▸ **What to do**:
Please transcribe only the lines between the one containing "the shower enclosure" and the end of the records, both ends included, exactly as written; skip every picture.

Region pointing data
^^^^

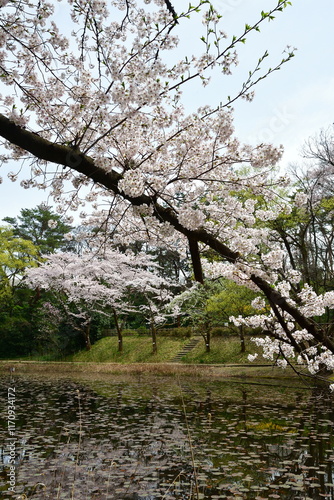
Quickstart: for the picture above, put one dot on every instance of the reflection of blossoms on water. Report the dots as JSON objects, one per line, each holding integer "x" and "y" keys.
{"x": 126, "y": 439}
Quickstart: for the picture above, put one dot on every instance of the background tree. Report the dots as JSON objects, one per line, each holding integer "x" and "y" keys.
{"x": 41, "y": 225}
{"x": 16, "y": 302}
{"x": 233, "y": 300}
{"x": 85, "y": 285}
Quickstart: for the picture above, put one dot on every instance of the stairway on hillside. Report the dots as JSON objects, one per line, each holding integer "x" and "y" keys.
{"x": 186, "y": 348}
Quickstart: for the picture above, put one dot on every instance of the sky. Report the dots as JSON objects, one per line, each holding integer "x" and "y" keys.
{"x": 290, "y": 106}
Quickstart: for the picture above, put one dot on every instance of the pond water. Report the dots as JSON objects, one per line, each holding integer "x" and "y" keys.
{"x": 155, "y": 438}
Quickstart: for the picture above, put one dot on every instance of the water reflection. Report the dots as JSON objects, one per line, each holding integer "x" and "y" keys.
{"x": 142, "y": 438}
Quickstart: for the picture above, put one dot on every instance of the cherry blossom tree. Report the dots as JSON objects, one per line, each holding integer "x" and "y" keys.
{"x": 88, "y": 284}
{"x": 94, "y": 104}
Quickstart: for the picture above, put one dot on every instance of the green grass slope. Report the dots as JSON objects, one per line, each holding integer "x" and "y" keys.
{"x": 139, "y": 350}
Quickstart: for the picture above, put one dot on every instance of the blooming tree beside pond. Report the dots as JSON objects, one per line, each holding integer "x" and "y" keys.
{"x": 88, "y": 284}
{"x": 94, "y": 104}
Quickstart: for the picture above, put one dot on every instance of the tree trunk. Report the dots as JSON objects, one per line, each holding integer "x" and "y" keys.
{"x": 119, "y": 332}
{"x": 86, "y": 334}
{"x": 207, "y": 338}
{"x": 242, "y": 339}
{"x": 154, "y": 338}
{"x": 196, "y": 259}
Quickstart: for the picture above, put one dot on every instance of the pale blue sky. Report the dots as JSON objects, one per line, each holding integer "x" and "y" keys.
{"x": 290, "y": 106}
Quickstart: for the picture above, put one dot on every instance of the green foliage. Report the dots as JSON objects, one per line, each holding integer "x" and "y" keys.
{"x": 135, "y": 350}
{"x": 43, "y": 227}
{"x": 16, "y": 254}
{"x": 232, "y": 300}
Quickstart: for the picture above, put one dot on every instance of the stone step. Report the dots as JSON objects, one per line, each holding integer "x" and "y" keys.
{"x": 187, "y": 348}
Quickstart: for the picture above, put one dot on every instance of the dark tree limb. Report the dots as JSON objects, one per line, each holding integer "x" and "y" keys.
{"x": 64, "y": 155}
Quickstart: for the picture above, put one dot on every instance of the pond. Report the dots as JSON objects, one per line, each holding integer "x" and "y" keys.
{"x": 113, "y": 437}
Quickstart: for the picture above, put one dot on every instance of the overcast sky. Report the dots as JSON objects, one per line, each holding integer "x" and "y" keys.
{"x": 290, "y": 106}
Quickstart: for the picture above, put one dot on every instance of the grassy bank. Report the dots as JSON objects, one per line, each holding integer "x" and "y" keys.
{"x": 139, "y": 350}
{"x": 137, "y": 358}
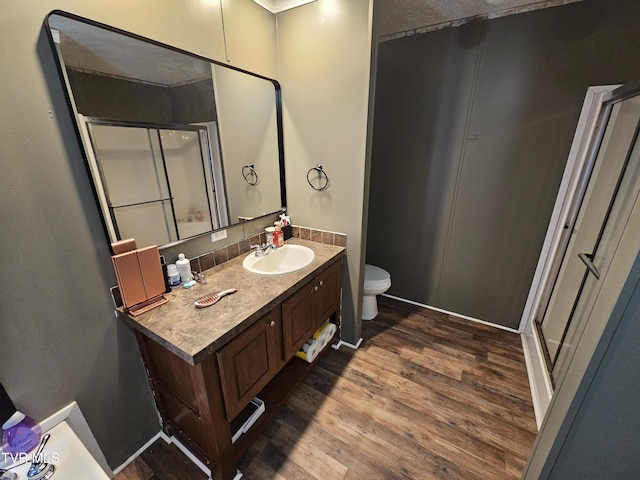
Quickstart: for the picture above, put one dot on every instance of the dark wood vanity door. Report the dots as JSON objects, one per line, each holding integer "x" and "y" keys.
{"x": 298, "y": 323}
{"x": 326, "y": 295}
{"x": 249, "y": 362}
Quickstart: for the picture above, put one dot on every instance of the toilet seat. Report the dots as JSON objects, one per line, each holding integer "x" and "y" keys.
{"x": 376, "y": 279}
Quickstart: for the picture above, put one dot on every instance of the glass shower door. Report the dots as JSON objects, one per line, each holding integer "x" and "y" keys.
{"x": 605, "y": 207}
{"x": 135, "y": 182}
{"x": 155, "y": 181}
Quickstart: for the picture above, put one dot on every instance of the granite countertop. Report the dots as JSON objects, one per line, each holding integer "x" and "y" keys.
{"x": 193, "y": 333}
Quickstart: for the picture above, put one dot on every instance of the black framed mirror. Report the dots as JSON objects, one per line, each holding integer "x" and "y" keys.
{"x": 168, "y": 136}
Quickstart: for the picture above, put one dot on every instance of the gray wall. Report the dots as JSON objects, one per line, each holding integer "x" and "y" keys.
{"x": 59, "y": 338}
{"x": 472, "y": 129}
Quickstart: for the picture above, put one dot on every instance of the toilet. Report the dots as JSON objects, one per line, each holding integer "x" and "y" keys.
{"x": 376, "y": 282}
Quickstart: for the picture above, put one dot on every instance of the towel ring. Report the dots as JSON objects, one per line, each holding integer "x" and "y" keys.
{"x": 250, "y": 175}
{"x": 322, "y": 179}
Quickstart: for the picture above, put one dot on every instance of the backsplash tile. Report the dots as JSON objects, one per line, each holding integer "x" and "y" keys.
{"x": 224, "y": 254}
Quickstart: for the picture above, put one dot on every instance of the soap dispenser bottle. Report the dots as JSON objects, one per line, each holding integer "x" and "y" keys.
{"x": 184, "y": 268}
{"x": 278, "y": 236}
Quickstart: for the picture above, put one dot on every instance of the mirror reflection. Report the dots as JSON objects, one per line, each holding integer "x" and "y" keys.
{"x": 169, "y": 136}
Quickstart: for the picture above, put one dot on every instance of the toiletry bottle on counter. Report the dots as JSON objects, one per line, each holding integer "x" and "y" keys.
{"x": 278, "y": 237}
{"x": 174, "y": 275}
{"x": 184, "y": 268}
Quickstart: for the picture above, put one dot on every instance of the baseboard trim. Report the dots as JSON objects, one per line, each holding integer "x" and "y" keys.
{"x": 539, "y": 380}
{"x": 336, "y": 346}
{"x": 139, "y": 451}
{"x": 448, "y": 312}
{"x": 181, "y": 447}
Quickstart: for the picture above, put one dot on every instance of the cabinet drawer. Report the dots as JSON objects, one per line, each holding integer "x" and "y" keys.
{"x": 249, "y": 362}
{"x": 298, "y": 323}
{"x": 327, "y": 295}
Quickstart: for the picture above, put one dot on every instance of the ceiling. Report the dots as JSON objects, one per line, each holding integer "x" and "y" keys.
{"x": 399, "y": 16}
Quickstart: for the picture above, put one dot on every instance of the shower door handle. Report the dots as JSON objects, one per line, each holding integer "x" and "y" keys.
{"x": 588, "y": 261}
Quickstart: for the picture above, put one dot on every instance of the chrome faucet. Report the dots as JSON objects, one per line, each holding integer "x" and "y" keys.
{"x": 264, "y": 249}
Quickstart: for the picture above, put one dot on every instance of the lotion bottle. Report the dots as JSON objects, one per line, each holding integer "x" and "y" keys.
{"x": 184, "y": 268}
{"x": 278, "y": 236}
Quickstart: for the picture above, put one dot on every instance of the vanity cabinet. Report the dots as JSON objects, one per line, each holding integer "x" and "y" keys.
{"x": 305, "y": 311}
{"x": 201, "y": 404}
{"x": 250, "y": 361}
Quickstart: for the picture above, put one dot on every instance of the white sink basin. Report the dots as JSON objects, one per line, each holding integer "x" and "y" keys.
{"x": 68, "y": 455}
{"x": 287, "y": 259}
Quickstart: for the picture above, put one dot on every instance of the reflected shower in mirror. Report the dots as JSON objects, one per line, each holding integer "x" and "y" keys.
{"x": 167, "y": 133}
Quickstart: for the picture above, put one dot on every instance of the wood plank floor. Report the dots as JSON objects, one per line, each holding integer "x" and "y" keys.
{"x": 426, "y": 396}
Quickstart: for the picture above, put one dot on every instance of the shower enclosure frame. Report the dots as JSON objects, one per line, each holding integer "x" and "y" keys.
{"x": 215, "y": 194}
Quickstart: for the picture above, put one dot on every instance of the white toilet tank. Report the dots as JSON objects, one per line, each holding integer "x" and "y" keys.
{"x": 376, "y": 280}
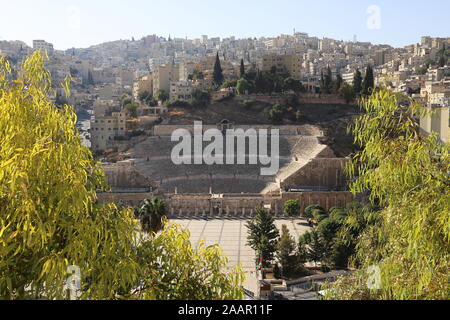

^^^^

▸ **Answer below**:
Quickstart: for the picture above, put one dot on every instance of the shower enclosure frame. Report the dots as JSON objects, one per line, each holding integer "x" and "y" keys.
{"x": 215, "y": 194}
Quickstart: for the picture above, put one dot on every instance of the white toilet tank. Report the dots as JSON objects, one per line, each holding integer "x" and "y" keys.
{"x": 376, "y": 280}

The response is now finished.